* **SECTION DU TEXTE**
Camp de la jeunesse Bündisch près de Berlin

par Bertrand Eeckhoudt

Parmi les nombreux ouvrages parus récemment et consacrés aux mouvements de jeunesse politisés de l’ère weimarienne, le livre d’Ulrike Treziak possède un double mérite : 1) celui de passer succinctement en revue, dans un ordre chronologique, l’ensemble des mouvements qui ont existé depuis l’aube du siècle jusqu’à l’avènement de Hitler et 2) d’analyser de façon fort concise les idées motrices des ligues bündisch.

De nouveaux concepts politiques

Le survol historique qu’elle nous livre est assez complet et nous renseigne sur les effectifs de chaque groupe, mouvement, cénacle de cet univers si complexe, pour le non allemand non initié. Son approche chronologique permet justement de repérer les étapes de la politisation croissante de ce mouvement – au départ totalement apolitique – et de comprendre les raisons de sa radicalisation, survenue dans les circonstances troubles de la crise économique de 1929. Au cours de cette phase de radicalisation, les concepts politiques du socialisme allemand et du nationalisme militant vont acquérir une dimension nouvelle, tout en quittant le domaine des bibliothèques et celui des spéculations savantes. Prenant leur envol au départ des esprits prophétiques ou des cerveaux des sociologues, les concepts s’incarneront dans les corps vigoureux de jeunes garçons pétris d’idéalisme et descendront du coup dans les rues tristes des villes allemandes secouées par la misère, le chômage, le désarroi des masses ; dans des rues devenues l’arène d’une tragédie sanglante, qui marquera à jamais l’histoire européenne.

* **CONSIGNES**
• 1. D'après le compte rendu sur les mouvements de jeunesse weimariens, dans quelles circonstances la radicalisation du mouvement est-elle survenue ?
• 2. Prolongez le compte rendu sur les mouvements de jeunesse weimariens au-delà de sa dernière phrase.

* **DONNÉES DISPONIBLES**
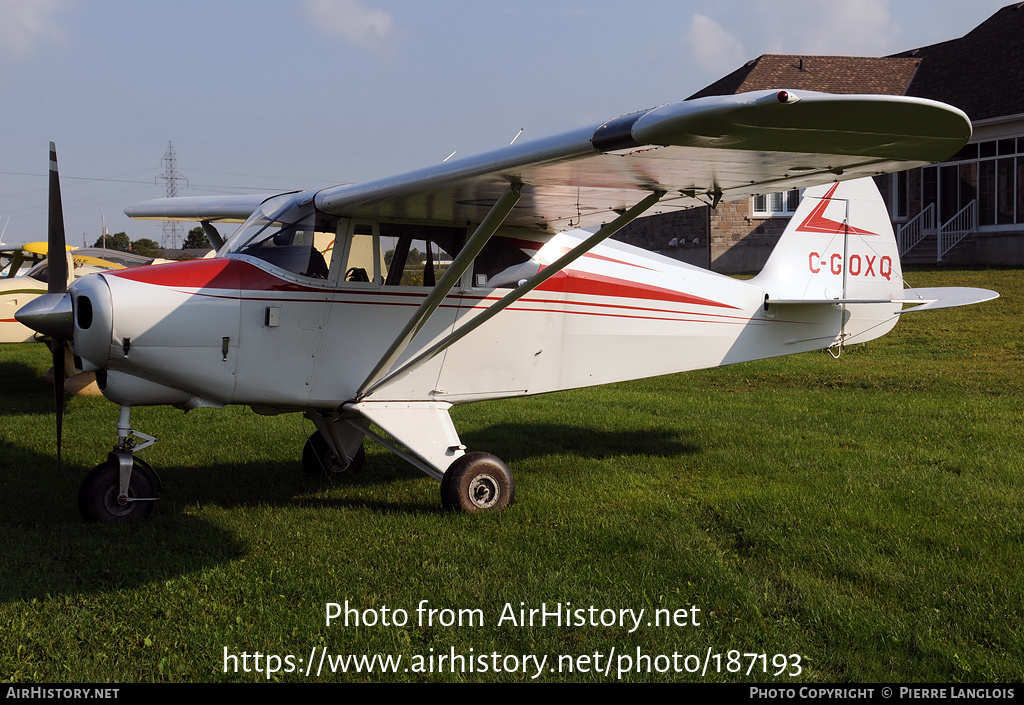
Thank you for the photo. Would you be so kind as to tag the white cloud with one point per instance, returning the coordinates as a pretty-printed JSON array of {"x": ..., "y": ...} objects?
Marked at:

* **RÉPONSES DE L'EXERCICE**
• 1. Elle est survenue dans les circonstances troubles de la crise économique de 1929.

• 2.
Comme l’écrivait Bracher, le spécialiste contemporain du totalitarisme (et du totalitarisme allemand en particulier) : “Mots et concepts ne sont pas seulement des outils indispensables pour décrire et juger les phénomènes historiques ; ils constituent en eux-mêmes des éléments essentiels de l’agir politique ; ils fonctionnent comme impulseurs puissants de changements historiques, comme facteurs de force ; depuis toujours, on s’est servi d’eux pour imposer et justifier le politique”.

La pensée “bündisch” a-t-elle été “prénazie” ?

A sa suite, Arno Klönne, sociologue contemporain spécialisé dans les problèmes de jeunesse, historien des mouvements de jeunesse bündisch(1), critique “démocrate” du néo-nationalisme contemporain mais collaborateur occasionnel de Wir Selbst et Kurt Sontheimer, à qui l’on doit un ouvrage devenu classique sur la pensée “anti-démocratique” de l’ère weimarienne(2), estiment nécessaire d’analyser les concepts manipulés par les mouvements politiques de l’histoire allemande des années vingt et trente. L’analyse de ce vocabulaire, exprimant sans détours des passions politiques de nature franchement idéaliste, permet d’entrevoir une proximité lexicologique évidente avec le discours national-socialiste.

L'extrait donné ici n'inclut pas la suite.